## Problems and tasks
**1)** Answer these from the journal passage below:
(a) Around what time did the writer think they fell asleep?
(b) Why did the writer eat porridge?
(c) What happened halfway through the run?
**2)** Carry the journal passage below further, starting after its last sentence.

## Passage to read
== == ==
Trying to be positive about things, I’m trying hard not to get upset when I feel that my peers have achieved things and I have not, not to be upset when they get married and have children and so on.  I think I’ve improved in that area a little.  I am also trying to acknowledge and accept the Piaseczno Rebbe‘s (Rabbi Kalonymus Kalmish Shapira’s) idea in Sacred Fire that suffering does legitimate reduce our ability to pray and have faith in God and religious joy and not to beat myself up about lacking these things.

***

I couldn’t sleep last night.  I made two sleep hygiene mistakes that I thought I could get away with, but obviously couldn’t get away with one or the other or both.  One was that, after shiur (religious class), I needed “chill out”/decompression time in front of the TV just being passive, but I was wary of watching TV after 11pm in case it stopped me sleep, so I read instead, which was probably too active, intellectually, plus I made a bad choice of reading more of The Siege, which was full of depressing stuff about the Lebanese Civil War and Israel’s involvement in it.  I tried to balance this by eating ice cream as a treat for getting through shiur, but I suspect eating ice cream late at night wakes me up.  Whatever the reason, I was still awake at 2am.  I got up and ate porridge, the only way I can consume warm milk, as that helps me sleep, and watched Star Trek: Voyager.  I think I fell asleep around 3am.

***

I felt so depressed and self-critical after lunch today that I actually went back to bed and curled up in my duvet.  I had music on, but I think I drifted in and out of sleep for an hour or so (not because of not sleeping last night, as once I fell asleep, I slept for nine hours).  I felt very self-critical on getting up again, feeling I shouldn’t have gone back to bed and that I won’t do enough today as result.

I did eventually get up and force myself to do something.  As my weekly devar Torah (thought/essay on the weekly reading from the Five Books of Moses) has a looming deadline (tomorrow afternoon, to get it sent before Shabbat (the Sabbath) starts in Israel), I focused on that.  I was also aware I’d been apprehensive about it this week because I knew it would largely be a chiddush I had that I want to share.  A chiddush is an innovative interpretation of Torah.  This would seem to be paradoxical, as Torah is about revealed truth, not reasoned truth, but the idea is that the Torah is infinite, therefore there are always new interpretations to find.  (Admittedly that some people, mainly in the Haredi community, have an idea that all interpretations, including chiddushim, were revealed by God to Moses.)

However, I have noticed that, sociologically, people are very suspicious of chiddushim, particularly on aggadic (non-legal) passages.  While someone might feel very confident to give on an interpretation of a halakhic (legal) passage of Talmud in a chevruta or a shiur (paired study or class) and not mind if it’s new as long as it is well-reasoned, people rarely try to interpret aggadic passages, perhaps because there isn’t a clear “right” interpretation, unlike halakhic arguments.  I suspect this is related to the idea I have suggested in the past, that Jewish education for men is very “left-brain”/logical and not at all “right-brain”/creative.  Analysing halakhah is logical, but analysing narrative requires creativity and imagination.  This sociological situation is problematic for me as I’m a creative/associative thinker, not a logical one.  But I decided to stick an idea out there and see what happens.  I might even flag it up as a chiddush in my accompanying email and see what feedback I get.

***

I went for a run.  Halfway around it started raining, but I carried on.  My iPod has been telling me recently that my runs have been burning a lot of calories.  I’m not sure if that means I’m running faster or more consistently (not dropping into walking so much) or what.  So far I haven’t had an exercise migraine.  I think my mood did improve afterwards.
== == ==
## Raw data
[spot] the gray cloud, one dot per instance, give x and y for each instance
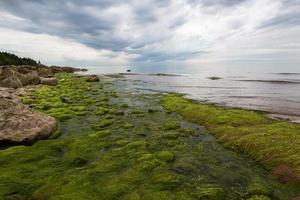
(146, 28)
== == ==
## The results
**1)**
(a) Around 3am.
(b) Porridge is the only way the writer can consume warm milk, which helps them sleep.
(c) It started raining.

**2)**
I did work on my novel for a bit after dinner and made a little progress, but gave up after a while as it was late and it clearly wasn’t going any further tonight.

***

I also felt upset and angry today that antisemitism seems to be so deeply embedded in parts of the far-left that an upswing of anti-racism protest and awareness actually leads to an increase of antisemitism, and that it’s largely been ignored by the mainstream media as it doesn’t fit their narrative.  But I don’t want to be political here, so I’ll move swiftly on…

***

I’m still worried about E., but convinced I shouldn’t contact her at the moment.  I wish we had a mutual friend so I could check she is OK.

***

Mum spoke to her oncologist.  The oncologist was OK with me going to shul (synagogue) services that are outside, but not inside, while Mum’s immunity is low.  I’m still wary, though.  I think the risk of rain and a move indoors is too high at the moment, plus I’m not convinced that my shul has the space to have thirty people in the small outside area available and still have good social distancing.  I am upset at missing my Talmud shiur though and worried about keeping up with them without knowing how far they got each week.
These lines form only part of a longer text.